**EXERCISE BRIEF:** All records are to be restated word for word, with pictures excluded.

**INFORMATION SUPPLIED:**
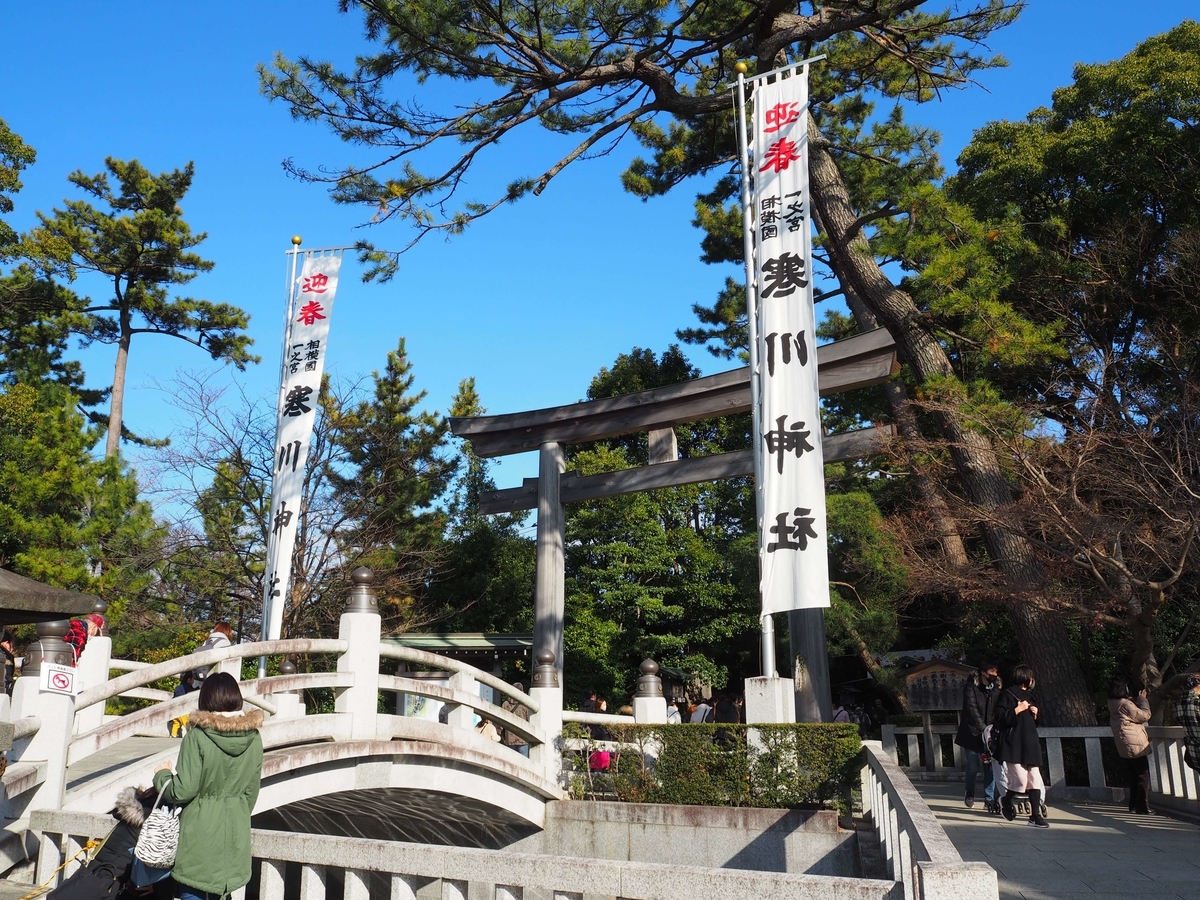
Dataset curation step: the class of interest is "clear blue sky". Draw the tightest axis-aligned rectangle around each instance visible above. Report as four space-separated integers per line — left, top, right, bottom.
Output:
1 2 1196 494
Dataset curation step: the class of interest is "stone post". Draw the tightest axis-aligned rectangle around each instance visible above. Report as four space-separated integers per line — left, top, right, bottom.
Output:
73 601 111 735
6 622 75 824
529 650 563 785
335 567 382 741
632 660 667 724
744 674 796 724
916 862 999 900
272 659 306 719
446 669 478 731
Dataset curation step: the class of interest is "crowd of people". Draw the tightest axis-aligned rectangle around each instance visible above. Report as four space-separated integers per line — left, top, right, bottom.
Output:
955 660 1200 829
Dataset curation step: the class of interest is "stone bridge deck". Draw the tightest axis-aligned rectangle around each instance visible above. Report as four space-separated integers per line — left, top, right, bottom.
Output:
917 783 1200 900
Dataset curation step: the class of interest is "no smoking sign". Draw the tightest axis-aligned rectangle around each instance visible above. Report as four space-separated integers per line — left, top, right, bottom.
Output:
40 663 78 696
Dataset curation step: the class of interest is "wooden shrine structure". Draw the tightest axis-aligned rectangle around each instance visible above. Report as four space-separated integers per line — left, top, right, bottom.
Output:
450 327 898 720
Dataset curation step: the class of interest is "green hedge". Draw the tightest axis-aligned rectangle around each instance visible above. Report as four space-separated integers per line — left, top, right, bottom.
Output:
566 723 862 810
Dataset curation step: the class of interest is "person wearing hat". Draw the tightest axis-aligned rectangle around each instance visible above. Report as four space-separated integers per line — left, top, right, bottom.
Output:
1175 672 1200 772
64 614 105 666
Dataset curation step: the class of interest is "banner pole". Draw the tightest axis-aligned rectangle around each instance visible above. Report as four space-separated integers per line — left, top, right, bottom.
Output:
735 66 775 677
260 236 304 677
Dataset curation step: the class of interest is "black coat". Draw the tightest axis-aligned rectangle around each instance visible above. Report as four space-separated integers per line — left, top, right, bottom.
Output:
994 686 1042 768
956 673 1001 753
47 788 174 900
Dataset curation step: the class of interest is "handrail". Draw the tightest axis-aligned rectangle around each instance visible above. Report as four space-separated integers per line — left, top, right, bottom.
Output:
378 644 539 713
68 671 353 765
861 740 998 899
108 659 150 672
377 675 543 746
562 710 636 726
75 639 348 711
14 717 40 741
863 740 961 865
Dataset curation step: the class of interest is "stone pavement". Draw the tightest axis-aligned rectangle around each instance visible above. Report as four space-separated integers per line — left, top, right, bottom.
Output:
64 735 179 795
916 782 1200 900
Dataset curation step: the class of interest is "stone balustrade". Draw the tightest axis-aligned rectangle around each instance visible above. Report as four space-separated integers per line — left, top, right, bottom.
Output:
861 741 998 900
31 811 905 900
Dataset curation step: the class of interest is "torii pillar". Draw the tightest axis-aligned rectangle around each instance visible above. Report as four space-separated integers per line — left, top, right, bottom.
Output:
533 442 566 680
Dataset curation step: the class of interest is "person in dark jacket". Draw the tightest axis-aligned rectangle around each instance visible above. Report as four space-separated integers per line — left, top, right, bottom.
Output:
994 664 1049 827
956 661 1001 810
1 631 15 695
46 785 174 900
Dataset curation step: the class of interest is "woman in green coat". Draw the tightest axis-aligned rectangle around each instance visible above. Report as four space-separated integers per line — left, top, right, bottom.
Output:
154 672 263 900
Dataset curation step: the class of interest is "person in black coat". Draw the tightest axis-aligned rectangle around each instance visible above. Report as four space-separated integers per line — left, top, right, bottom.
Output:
47 786 174 900
955 661 1001 811
994 664 1049 828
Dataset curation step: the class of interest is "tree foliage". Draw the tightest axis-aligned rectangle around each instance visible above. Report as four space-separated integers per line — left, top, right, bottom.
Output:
23 158 258 456
260 0 1019 273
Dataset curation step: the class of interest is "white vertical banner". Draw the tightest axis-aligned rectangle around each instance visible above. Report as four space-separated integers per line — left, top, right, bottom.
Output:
751 67 830 614
261 251 344 640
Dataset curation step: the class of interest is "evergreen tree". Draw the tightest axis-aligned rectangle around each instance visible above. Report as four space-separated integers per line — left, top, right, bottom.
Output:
431 378 535 635
329 338 457 628
0 379 159 613
0 117 35 257
22 159 258 457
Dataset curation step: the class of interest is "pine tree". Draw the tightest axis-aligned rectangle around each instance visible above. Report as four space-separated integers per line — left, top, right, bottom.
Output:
329 338 457 628
23 158 258 457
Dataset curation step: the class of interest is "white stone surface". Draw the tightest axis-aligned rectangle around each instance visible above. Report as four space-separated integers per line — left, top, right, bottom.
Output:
335 611 382 740
72 636 111 736
632 696 667 724
744 675 795 724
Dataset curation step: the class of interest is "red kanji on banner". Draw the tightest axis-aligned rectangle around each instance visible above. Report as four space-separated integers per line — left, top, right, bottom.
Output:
302 273 329 294
760 138 801 174
296 301 327 326
763 102 800 134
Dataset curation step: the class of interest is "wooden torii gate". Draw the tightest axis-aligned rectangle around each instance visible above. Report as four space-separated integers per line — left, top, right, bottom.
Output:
449 327 897 719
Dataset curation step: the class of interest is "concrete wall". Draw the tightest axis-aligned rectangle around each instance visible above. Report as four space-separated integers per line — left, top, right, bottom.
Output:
509 801 859 877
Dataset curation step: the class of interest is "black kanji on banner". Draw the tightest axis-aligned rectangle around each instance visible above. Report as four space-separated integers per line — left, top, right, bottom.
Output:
764 330 808 376
763 414 815 474
767 507 819 552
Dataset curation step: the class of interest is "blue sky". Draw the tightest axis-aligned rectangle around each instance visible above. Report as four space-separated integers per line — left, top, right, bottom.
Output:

**ANSWER TO THIS PROBLEM:**
Dataset curation step: the class of interest is "clear blue sky". Draw the tightest axis-aligned rectangle around each instance visible above. Report as four space-separated integers per line — left, top, right, bottom.
Output:
1 2 1196 494
Dataset curation step: the class of interest is "stone post". Draw the tightest axis-aligned rectangle around each instance visible above. Report as four space-separated integers per line — left, top, right, bottom.
Output:
73 601 111 735
6 622 75 824
529 650 563 785
335 567 382 741
632 660 667 724
744 674 796 724
916 862 999 900
272 659 306 719
446 669 478 731
Dataset curation step: the class of interest is "crowd of people". Draw the tightest axis-aligned rectangle around each instance visible above. Report as four space-separated integers per line — left, top, right, bottom.
Output:
955 660 1200 829
Dataset curation step: the class of interest is "stone bridge deck". Draw the tightest axis-aligned rectangle around each instance visible above. Report as four space-separated integers per line — left, top, right, bottom.
Output:
917 783 1200 900
Dataset curation step: the class of interest is "no smoking sign". Draw the tightest axis-aligned rectangle around each instance visible above. Report as four space-separated integers per line — left, top, right, bottom.
Output:
40 663 78 696
Dataset curation step: the class of interest is "wooden shrine structure". Draw the tightest axis-aligned rectangle around each instance visible above. Report as four space-separated integers per line — left, top, right, bottom.
Output:
450 327 898 720
Dataset curation step: the class of interest is "green hedge". Draw the tightest axis-aligned rectangle around each instance visible above. Report as four space-separated integers per line — left, top, right, bottom.
Output:
566 723 862 810
Dataset curation step: the class of interest is "person wearing hat". Draw the tightest axis-aligned rectangle around each instance visible above. Report as four space-separated integers per line — left, top, right, bottom.
Output:
1175 672 1200 772
64 614 105 666
Dataset curation step: the class of interest is "banner pole". Draw the tightest axis-aligned rectangle around each instance visible above. Report as four space-separated integers per line — left, top, right, bottom.
Output:
735 66 775 677
260 236 304 677
Dataset curation step: the class of interest is "black coat". Draw the tightest axis-aligned rectangle around each instance visible above. Report as four space-separated integers per line — left, top, right, bottom.
Output:
994 686 1042 768
956 673 1001 753
47 788 174 900
Dataset curation step: the class of interest is "handrail". Draw the tightest axis-aligned rectangle around each instance visible above. Report as four space-separated integers per line — left, top, right, bottom.
Output:
378 644 539 713
68 671 353 765
861 740 998 899
108 659 150 672
377 675 543 746
562 710 636 726
75 639 348 711
14 717 40 741
863 740 961 865
Dataset curation step: the class of interest is "stone pavement". Draw the tightest axis-aligned rectangle around each instance visible above. Report as four space-separated integers per line — left, top, right, bottom.
Output:
64 735 179 795
916 782 1200 900
Dataset curation step: the class of interest is "stone balustrade". Draw the tightest axis-aligned rectangle around each instance visible above. Report as four space-separated integers per line — left, top, right, bottom.
Output:
861 741 998 900
31 811 905 900
Dataset curation step: the class of interest is "torii pillar". Draw the tightest axis-aligned rectangle around each instance visible above. Report as four space-separated integers per line — left, top, right, bottom.
Output:
533 442 566 680
Dataset curation step: the class of interest is "person in dark jacket". Draw the tightest axis-aligned rectangle around each instance visible above. Report as four space-separated integers per line — left, top, right, bottom.
Output:
994 664 1049 827
956 661 1001 810
1 631 15 695
46 785 174 900
Dataset curation step: the class of interest is "woman in green coat". Draw the tightest axis-aligned rectangle around each instance visible above. Report as four space-separated integers per line — left, top, right, bottom.
Output:
154 672 263 900
Dataset curation step: the class of interest is "person in black coat". Draw the tightest axis-aligned rectangle around each instance visible above. Report as four space-separated integers per line — left, top, right, bottom.
Output:
47 786 174 900
955 661 1001 811
994 664 1049 828
Dataset curation step: the class of interest is "tree foliage". Draw the tightest axis-aligned rectangle around each instance visible above. Report as four space-separated integers per line — left, top, right, bottom.
Output:
23 158 258 456
260 0 1019 273
Dataset curation step: the class of interest is "white vertical banner". Draw the tightest axis-aligned rectangle around each instance visible above. Report as four space-separated integers per line — left, top, right, bottom.
Output:
751 67 830 614
261 251 344 640
Dataset curation step: the class of interest is "evergreen tree". Draw the tightest axis-aligned rectangle around each instance visible above. Report as four space-separated integers per line — left, top, right, bottom.
Output:
431 378 535 635
329 338 457 628
0 379 159 613
0 117 35 257
22 159 258 457
Dataset curation step: the class of interest is "pine tree". Draw the tightest axis-aligned rectangle around each instance visible above. Report as four space-separated integers per line — left, top, right, bottom.
Output:
329 338 457 628
23 158 258 457
Dataset curation step: the class of interest is "white stone surface". Draw the tightest axis-aligned rectangle around each instance visible above. Report as four space-separated integers per line — left, top, right, bottom.
Output:
335 611 382 740
72 636 111 736
632 696 667 724
744 675 795 724
Dataset curation step: the class of interest is "red kanji on banner". Draw the tightest axis-aligned rectangle around each instance visible above. Report as four space-separated integers per line — left, top, right, bottom.
Output:
302 273 329 294
760 138 801 174
296 301 327 326
763 102 800 134
Dataset curation step: the class of interest is "wooden torii gate". Draw the tightest axis-aligned rectangle around each instance visible above. Report as four space-separated integers per line — left, top, right, bottom.
Output:
449 327 897 719
Dataset curation step: the class of interest is "concrete wall". Draw the tightest axis-aligned rectangle around each instance visible above. Report as four space-separated integers per line — left, top, right, bottom.
Output:
509 801 859 877
Dataset curation step: the class of interest is "black kanji on banner". Draw the tightest axis-aligned rectangle around each instance visible above. Report as four space-separated integers per line — left, top, right, bottom.
Output:
764 330 808 376
763 414 815 474
767 507 819 552
Dataset curation step: the class of interest is "blue sky". Draw the tightest axis-aligned rectangle around each instance visible above. Report as four space-separated integers per line — left, top, right, bottom.
Output:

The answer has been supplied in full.